What is asked =
1) In the article on Wait-Time analysis below, condense the paragraph beginning "The same concept applies to IT performance systems" into a shorter version that keeps its main facts.
2) According to the article on Wait-Time analysis below, what kind of statistics do most server management and monitoring tools deliver today?

Page text =

_ _ _ _ _ _ _

A new best practice for application and database performance management

Until recently, tuning IT application performance has been largely a guessing game. This is both surprising and unacceptable considering the relentless focus IT organizations put on cost-efficiency and productivity.

The traditional approaches to database and application tuning that involve collecting large volumes of statistics and making trial-and-error changes are still in widespread use. Today, most server management and monitoring tools deliver "server-oriented" statistics that don't translate to concrete end-user benefits.

The landscape is changing, however. The current thinking of leading consultants, DBAs, and training organizations is focusing on performance tuning practices that are tied directly to end-user service levels and improvements in operating efficiency.

Wait-Time analysis is a new approach to application and database performance improvement that allows users to make tuning decisions based on the optimal service impact. Using the principles of Wait-Time analysis described here, DBAs, developers, and application owners can align their efforts with the service levels desired by their IT customers. Wait-Time analysis lets IT find the root cause of the most important problem impacting customers and identify which critical resource will resolve it.

What Is Wait-Time Analysis?
Measure Time
If you were trying to shorten your commute to work, what would you measure? Would you count the number of tire rotations? Would you measure the car's temperature? Would these statistics have any meaning in the context of your goal? All that really matters is what impacts the time for your trip. All the other statistics are distractions that don't help your mission. Wait-Time analysis gets to the root of the problem to achieve the end business result. Although this seems obvious, common IT practices suggest that other practices hold the answer. Rather than immediately focusing on the time to complete requested services, IT tools barrage the user with detailed statistics that count the number of many different operations. So while the DBA should really be looking at how long it took for the database to return the results of a query, typical tools display the number of input/output (I/O) operations and locks encountered. (Figure 1)

Get the Details
Under the trial-and-error approach, what level of detail do you need to actively improve your commute time? If the only statistic you have is that the trip took 40 minutes, you can compare one day to the next, but there's not enough data to help improve the situation. What you need is detailed insight into how long you spent at each stoplight, which stretches of road have the most stop-and-go traffic and how long you waited there. This detail is essential to making the exercise useful.

The same concept applies to IT performance systems. When Wait-Time is typically measured, a "black box" approach is taken, where the user sees how long a server took to respond to a request. However, no indication is given as to which of the thousands of steps performed by the server were actually responsible for the delay. As will be shown here, it's important not just to measure Wait-Time but to break it down into sufficient detail so that you can take action.

_ _ _ _ _ _ _

Source data =
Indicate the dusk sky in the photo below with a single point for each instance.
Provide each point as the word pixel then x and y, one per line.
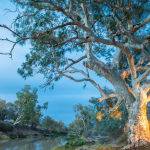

_ _ _ _ _ _ _

Expected outputs =
1) IT performance systems follow the same idea. Wait-Time is usually measured as a "black box": the user sees how long a server took to respond but not which of its thousands of steps caused the delay. Wait-Time must be measured and also broken down into enough detail to act on.

2) They deliver "server-oriented" statistics that don't translate to concrete end-user benefits.